### GIVEN INSTRUCTION
Beginning with the line where "Where can the street lamp" appears, restate the lines word for word through the last one in the listing.

(Location labeling records)
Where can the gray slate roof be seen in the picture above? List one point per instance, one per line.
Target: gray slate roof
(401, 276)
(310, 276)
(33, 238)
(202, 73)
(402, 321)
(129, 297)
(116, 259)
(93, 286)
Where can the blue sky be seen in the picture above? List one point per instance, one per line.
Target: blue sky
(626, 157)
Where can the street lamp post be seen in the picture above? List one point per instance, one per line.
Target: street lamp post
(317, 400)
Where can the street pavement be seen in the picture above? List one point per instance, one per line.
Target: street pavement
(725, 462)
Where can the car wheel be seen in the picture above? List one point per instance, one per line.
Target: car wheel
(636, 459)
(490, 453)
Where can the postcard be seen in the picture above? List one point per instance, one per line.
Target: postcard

### RESPONSE TO THIS TASK
Where can the street lamp post be seen in the picture above? List one point per instance, one per line.
Target: street lamp post
(317, 400)
Where can the street pavement be seen in the picture above? List one point per instance, one per line.
Target: street pavement
(725, 462)
Where can the car wheel be seen in the picture above? List one point per instance, one per line.
Target: car wheel
(636, 459)
(490, 453)
Where can the postcard be seen in the picture above? List one point per instance, one per line.
Target: postcard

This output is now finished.